══ TEXTO CITADO
3. Não obstante leis de sentido e conteúdo induvidosos, que salvaguardam a titularidade dos bens confiados ao controle e gestão do Estado, a história fundiária do Brasil, tanto no campo como na cidade, está, infelizmente até os dias atuais, baseada na indevida apropriação privada dos espaços públicos, com freqüência às claras e, mais grave, até com estímulo censurável, tanto por ação como por leniência, de servidores públicos, precisamente aqueles que deveriam zelar, de maneira intransigente, pela integridade e longevidade do patrimônio nacional.

4. Além de rasgar a Constituição e humilhar o Estado de Direito, substituindo-o, com emprego de força ou manobras jurídicas, pela "lei da selva", a privatização ilegal de espaços públicos, notadamente de bens tombados ou especialmente protegidos, dilapida o patrimônio da sociedade e compromete o seu gozo pelas gerações futuras.

5. Consoante o Código Civil (de 2002), "Os bens públicos não estão sujeitos a usucapião" (art. 102) e os "de uso comum do povo e os de uso especial são inalienáveis, enquanto conservarem a sua qualificação" (é o caso do Jardim Botânico), nos termos do art. 100. Mais incisiva ainda a legislação do patrimônio histórico e artístico nacional, quando dispõe que "As coisas tombadas, que pertençam à União, aos Estados ou aos Municípios, inalienáveis por natureza, só poderão ser transferidas de uma à outra das referidas entidades" (art. 11, do Decreto-Lei 25/1937, grifo acrescentado).

6. A ocupação, a exploração e o uso de bem público - sobretudo os de interesse ambiental-cultural e, com maior razão, aqueles tombados - só se admitem se contarem com expresso, inequívoco, válido e atual assentimento do Poder Público, exigência inafastável tanto pelo Administrador como pelo Juiz, a qual se mantém incólume, independentemente da ancianidade, finalidade (residencial, comercial ou agrícola) ou grau de interferência nos atributos que justificam sua proteção.

7. Datar a ocupação, construção ou exploração de longo tempo, ou a circunstância de ter-se, na origem, constituído regularmente e só depois se transformado em indevida, não purifica sua ilegalidade, nem fragiliza ou afasta os mecanismos que o legislador instituiu para salvaguardar os bens públicos. Irregular é tanto a ocupação, exploração e uso que um dia foram regulares, mas deixaram de sê-lo, como os que, por nunca terem sido, não podem agora vir a sê-lo.
════
══ EXTRATO DOS DADOS
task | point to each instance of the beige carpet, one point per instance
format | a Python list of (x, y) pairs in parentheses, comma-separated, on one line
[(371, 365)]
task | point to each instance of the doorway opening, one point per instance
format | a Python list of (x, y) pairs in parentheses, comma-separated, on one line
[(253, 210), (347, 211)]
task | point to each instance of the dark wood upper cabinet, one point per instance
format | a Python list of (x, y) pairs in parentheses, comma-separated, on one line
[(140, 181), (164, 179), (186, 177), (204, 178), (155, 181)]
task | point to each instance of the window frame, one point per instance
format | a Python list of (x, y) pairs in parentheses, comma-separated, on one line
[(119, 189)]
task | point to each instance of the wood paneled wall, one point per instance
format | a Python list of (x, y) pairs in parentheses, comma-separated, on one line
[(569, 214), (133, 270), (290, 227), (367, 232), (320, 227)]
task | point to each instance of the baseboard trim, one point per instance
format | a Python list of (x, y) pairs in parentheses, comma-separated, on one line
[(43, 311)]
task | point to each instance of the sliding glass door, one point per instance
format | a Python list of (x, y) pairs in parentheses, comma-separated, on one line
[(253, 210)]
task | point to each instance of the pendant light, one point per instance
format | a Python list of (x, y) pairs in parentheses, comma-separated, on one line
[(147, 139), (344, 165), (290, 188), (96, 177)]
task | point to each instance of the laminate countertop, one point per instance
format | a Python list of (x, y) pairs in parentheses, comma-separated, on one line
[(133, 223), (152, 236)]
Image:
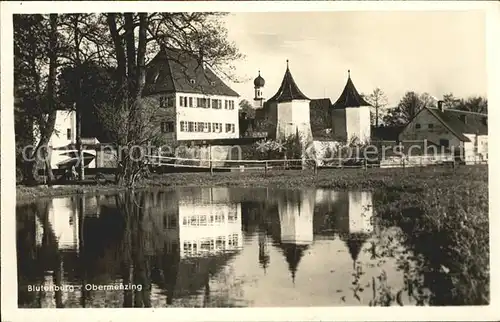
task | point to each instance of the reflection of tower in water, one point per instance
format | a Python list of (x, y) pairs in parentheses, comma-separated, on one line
[(360, 215), (296, 210)]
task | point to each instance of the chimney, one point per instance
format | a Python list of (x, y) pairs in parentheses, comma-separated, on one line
[(440, 105)]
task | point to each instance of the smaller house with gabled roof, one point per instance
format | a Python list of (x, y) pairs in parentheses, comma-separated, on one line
[(192, 102), (460, 132)]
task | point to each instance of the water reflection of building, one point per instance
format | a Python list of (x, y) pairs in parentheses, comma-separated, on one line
[(295, 209), (357, 224)]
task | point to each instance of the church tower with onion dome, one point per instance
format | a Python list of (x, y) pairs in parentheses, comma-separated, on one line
[(258, 100)]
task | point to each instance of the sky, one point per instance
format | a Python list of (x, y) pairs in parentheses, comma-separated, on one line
[(436, 52)]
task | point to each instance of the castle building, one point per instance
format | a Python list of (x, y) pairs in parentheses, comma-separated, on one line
[(351, 115), (190, 100), (286, 113)]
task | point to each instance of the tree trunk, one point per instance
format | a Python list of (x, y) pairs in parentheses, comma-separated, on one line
[(40, 155)]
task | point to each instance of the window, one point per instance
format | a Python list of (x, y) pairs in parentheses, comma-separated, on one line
[(444, 142), (167, 127)]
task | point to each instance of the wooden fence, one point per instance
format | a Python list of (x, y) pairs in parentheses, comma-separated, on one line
[(295, 164)]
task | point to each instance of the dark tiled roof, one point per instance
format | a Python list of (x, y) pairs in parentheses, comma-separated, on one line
[(174, 70), (474, 123), (288, 90), (350, 97)]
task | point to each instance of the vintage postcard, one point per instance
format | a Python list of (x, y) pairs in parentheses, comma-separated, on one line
[(248, 160)]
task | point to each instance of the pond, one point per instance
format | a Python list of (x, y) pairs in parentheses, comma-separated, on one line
[(214, 247)]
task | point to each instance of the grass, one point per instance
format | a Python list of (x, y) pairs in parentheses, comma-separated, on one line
[(443, 213)]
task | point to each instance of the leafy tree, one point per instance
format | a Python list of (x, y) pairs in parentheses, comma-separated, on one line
[(478, 104), (133, 35)]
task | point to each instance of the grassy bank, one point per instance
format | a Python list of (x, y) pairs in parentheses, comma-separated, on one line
[(411, 179)]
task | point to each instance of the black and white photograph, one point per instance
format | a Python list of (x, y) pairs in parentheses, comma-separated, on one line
[(194, 156)]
════
**ENUNCIADO DA TAREFA:** Reescreva o trecho do texto sobre bens públicos de "3. Não obstante" a "pelas gerações futuras.", trocando "servidores públicos" por "agentes públicos".

**RESOLUÇÃO DO EXERCÍCIO:**
3. Não obstante leis de sentido e conteúdo induvidosos, que salvaguardam a titularidade dos bens confiados ao controle e gestão do Estado, a história fundiária do Brasil, tanto no campo como na cidade, está, infelizmente até os dias atuais, baseada na indevida apropriação privada dos espaços públicos, com freqüência às claras e, mais grave, até com estímulo censurável, tanto por ação como por leniência, de agentes públicos, precisamente aqueles que deveriam zelar, de maneira intransigente, pela integridade e longevidade do patrimônio nacional.

4. Além de rasgar a Constituição e humilhar o Estado de Direito, substituindo-o, com emprego de força ou manobras jurídicas, pela "lei da selva", a privatização ilegal de espaços públicos, notadamente de bens tombados ou especialmente protegidos, dilapida o patrimônio da sociedade e compromete o seu gozo pelas gerações futuras.